# About this task:
Return, from the material below, each line in which the word "When" is present.

# Data shown:
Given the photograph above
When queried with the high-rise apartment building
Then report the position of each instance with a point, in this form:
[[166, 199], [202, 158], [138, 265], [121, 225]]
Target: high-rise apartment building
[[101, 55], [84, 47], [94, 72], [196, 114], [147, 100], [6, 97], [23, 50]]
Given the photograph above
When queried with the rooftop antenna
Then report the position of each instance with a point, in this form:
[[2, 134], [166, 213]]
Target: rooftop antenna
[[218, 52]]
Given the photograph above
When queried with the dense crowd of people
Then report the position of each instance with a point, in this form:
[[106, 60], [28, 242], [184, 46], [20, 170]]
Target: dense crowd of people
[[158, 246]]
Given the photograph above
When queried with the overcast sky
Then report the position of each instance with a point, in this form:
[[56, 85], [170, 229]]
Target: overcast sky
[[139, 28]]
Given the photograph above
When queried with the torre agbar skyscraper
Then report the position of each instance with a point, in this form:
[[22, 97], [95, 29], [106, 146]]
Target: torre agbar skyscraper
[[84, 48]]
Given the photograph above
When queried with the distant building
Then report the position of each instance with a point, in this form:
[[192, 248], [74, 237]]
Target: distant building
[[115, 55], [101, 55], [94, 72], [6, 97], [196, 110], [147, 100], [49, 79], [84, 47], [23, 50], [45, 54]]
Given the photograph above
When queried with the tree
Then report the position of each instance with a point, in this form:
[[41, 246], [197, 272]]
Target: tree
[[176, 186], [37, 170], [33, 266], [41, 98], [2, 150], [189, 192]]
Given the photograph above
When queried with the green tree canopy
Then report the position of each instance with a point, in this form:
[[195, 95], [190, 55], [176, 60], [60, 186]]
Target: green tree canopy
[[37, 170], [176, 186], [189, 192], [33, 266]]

# Solution:
When queried with the high-rise apartment building
When queried with the rooftop antenna
When queried with the dense crowd of people
When queried with the overcast sky
When queried with the torre agbar skyscraper
When queried with the distant building
When queried with the tree
When queried with the green tree canopy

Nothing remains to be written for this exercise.